» Supplied data:
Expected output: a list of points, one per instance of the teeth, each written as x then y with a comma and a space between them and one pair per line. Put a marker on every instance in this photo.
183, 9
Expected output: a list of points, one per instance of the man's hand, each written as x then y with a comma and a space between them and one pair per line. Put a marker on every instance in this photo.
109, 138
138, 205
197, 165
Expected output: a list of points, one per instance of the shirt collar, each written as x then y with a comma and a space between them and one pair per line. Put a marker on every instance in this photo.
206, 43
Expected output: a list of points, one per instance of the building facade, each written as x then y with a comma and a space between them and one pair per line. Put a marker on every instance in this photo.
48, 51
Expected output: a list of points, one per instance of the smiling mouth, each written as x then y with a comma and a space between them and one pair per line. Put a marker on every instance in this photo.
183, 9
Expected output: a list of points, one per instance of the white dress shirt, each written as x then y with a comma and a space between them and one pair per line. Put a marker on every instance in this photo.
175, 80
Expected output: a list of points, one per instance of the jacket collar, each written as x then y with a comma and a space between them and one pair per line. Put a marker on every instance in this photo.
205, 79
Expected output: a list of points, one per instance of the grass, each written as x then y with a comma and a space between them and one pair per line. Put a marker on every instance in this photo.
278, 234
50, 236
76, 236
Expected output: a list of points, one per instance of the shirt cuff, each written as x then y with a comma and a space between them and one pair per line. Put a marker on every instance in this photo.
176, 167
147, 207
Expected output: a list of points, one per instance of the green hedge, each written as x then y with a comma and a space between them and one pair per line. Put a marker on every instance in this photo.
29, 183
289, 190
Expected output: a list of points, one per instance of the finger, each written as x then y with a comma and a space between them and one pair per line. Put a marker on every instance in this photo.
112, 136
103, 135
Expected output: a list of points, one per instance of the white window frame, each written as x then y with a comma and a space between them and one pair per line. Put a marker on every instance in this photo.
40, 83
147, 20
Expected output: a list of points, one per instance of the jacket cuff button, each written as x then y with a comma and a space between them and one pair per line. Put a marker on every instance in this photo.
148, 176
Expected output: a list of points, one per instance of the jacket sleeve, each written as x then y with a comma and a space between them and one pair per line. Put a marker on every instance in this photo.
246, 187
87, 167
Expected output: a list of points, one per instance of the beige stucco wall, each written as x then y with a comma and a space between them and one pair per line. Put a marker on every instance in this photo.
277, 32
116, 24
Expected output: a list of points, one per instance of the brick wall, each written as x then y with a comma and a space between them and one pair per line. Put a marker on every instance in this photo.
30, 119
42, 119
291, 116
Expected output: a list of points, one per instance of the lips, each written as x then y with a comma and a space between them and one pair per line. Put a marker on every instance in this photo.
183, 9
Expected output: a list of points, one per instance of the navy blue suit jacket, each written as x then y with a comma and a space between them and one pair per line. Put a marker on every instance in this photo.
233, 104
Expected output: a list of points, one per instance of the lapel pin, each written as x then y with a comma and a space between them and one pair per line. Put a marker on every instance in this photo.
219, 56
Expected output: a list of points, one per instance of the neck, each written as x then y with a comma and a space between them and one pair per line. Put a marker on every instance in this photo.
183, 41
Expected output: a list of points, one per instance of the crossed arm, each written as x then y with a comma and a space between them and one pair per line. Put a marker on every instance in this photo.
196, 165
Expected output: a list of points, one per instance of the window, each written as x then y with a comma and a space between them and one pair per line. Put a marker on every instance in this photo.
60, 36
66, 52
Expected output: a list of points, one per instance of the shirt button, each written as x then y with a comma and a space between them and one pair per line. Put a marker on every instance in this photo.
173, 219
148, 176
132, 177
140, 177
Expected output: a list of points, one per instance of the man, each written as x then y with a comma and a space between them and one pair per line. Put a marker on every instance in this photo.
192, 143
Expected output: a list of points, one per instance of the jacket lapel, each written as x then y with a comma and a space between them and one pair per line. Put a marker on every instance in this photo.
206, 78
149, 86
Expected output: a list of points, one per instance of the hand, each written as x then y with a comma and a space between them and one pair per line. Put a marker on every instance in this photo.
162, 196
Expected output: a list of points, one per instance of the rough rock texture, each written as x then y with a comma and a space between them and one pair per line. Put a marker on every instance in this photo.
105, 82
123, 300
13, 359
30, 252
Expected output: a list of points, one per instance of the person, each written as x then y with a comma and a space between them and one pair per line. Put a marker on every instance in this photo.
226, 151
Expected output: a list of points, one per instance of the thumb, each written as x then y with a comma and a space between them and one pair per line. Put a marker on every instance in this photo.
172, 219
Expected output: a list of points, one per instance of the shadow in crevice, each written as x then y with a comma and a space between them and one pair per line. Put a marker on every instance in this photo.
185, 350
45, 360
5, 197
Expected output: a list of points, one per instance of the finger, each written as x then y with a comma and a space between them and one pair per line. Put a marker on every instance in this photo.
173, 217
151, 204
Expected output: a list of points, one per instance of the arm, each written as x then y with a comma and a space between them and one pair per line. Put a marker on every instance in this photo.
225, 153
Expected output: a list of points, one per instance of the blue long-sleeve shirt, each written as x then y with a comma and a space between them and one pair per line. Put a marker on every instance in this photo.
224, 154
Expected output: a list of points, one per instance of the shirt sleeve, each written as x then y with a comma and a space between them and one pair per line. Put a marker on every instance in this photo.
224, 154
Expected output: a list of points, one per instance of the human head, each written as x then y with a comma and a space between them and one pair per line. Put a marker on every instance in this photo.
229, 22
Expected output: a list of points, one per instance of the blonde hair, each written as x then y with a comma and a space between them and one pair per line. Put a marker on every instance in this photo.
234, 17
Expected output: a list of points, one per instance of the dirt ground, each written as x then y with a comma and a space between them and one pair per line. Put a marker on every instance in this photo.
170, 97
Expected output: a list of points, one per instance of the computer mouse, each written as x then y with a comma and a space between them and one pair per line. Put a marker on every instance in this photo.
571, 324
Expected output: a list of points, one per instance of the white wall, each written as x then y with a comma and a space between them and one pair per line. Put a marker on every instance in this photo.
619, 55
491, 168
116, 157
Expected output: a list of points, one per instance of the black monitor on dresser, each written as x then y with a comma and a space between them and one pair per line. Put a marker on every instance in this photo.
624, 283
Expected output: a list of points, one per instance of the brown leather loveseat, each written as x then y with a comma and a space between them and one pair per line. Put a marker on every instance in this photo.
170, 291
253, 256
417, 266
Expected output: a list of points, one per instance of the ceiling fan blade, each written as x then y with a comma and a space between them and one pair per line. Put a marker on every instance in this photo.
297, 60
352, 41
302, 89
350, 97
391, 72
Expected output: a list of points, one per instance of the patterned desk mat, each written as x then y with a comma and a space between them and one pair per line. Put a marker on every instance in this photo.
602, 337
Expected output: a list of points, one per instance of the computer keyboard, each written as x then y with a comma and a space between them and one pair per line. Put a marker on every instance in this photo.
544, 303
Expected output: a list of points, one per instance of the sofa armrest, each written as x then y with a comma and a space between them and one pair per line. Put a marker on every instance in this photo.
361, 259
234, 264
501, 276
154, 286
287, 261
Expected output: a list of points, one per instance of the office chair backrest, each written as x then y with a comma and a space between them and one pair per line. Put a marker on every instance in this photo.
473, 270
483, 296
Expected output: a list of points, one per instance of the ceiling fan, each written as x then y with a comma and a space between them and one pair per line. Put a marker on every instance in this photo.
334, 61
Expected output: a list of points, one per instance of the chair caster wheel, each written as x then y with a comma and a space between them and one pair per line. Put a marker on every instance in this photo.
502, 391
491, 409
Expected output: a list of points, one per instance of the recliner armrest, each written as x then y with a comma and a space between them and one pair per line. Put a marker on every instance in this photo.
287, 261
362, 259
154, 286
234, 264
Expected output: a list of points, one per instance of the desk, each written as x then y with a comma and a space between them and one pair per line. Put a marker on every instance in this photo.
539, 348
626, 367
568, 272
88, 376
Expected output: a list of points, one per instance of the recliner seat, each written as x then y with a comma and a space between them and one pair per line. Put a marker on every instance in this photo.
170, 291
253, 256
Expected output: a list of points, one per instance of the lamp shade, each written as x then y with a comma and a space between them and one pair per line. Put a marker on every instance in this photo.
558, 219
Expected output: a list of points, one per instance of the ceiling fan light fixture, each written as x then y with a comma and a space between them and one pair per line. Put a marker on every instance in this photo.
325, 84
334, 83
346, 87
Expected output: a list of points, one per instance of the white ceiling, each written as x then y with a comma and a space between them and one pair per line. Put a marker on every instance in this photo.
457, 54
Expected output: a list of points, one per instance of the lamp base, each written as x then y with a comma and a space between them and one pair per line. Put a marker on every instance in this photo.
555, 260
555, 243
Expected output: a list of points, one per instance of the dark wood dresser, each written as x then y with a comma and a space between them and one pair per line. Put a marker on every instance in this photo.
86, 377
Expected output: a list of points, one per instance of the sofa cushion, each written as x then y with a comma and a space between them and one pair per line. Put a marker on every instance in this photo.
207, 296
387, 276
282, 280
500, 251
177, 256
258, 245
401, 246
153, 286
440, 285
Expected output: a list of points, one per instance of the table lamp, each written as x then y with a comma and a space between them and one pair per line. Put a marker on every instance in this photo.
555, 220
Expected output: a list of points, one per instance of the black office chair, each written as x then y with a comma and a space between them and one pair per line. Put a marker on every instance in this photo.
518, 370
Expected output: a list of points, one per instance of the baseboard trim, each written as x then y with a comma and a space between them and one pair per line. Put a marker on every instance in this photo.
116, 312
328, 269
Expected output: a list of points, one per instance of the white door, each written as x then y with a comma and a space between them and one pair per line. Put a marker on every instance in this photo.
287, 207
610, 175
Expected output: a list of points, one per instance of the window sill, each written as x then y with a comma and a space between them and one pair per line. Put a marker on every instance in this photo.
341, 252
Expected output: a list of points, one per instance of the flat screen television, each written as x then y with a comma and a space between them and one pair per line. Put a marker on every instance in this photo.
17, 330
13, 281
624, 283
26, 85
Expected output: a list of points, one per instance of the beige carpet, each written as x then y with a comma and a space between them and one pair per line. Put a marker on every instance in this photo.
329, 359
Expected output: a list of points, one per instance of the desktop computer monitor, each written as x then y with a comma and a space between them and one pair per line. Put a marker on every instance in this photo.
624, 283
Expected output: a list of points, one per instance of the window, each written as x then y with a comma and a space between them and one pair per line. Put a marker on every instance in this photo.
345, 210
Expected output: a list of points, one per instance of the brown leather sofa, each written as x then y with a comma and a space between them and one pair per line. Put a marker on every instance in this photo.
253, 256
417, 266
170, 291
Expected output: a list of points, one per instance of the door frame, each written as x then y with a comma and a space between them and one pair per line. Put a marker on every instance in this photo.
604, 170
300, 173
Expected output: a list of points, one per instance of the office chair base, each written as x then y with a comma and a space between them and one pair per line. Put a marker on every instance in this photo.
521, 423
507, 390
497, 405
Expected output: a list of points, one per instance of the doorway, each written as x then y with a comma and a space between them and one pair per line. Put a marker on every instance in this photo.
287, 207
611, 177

» What is required: Nothing but the lines from the one holding "leather sofa, each" through the end of the listing above should appear, each exactly as given.

» Solution to this exercise:
Expected output: a list of points, one per instance of the brown leather sofa, each written as x then y with a comma and a space between them and one pair per line. Put a marker on every instance in this photo.
253, 256
417, 266
170, 291
Expected output: a list of points, one per instance of the door frame, each written as x then y with a comma and a space between them and one pair per line. Put a marker on every instance in this photo.
604, 170
300, 173
Expected output: a list of points, one per instance of the office chair base, each written as x then y with a comma and a space between them and one pair per line. Put a marker on every instance in this photo.
521, 423
507, 390
497, 405
Expected output: a list of points, one per instance of the doorway, each written as x then y with a comma and a space between them and one pair per line. Put a marker on every instance in this photo.
287, 207
611, 177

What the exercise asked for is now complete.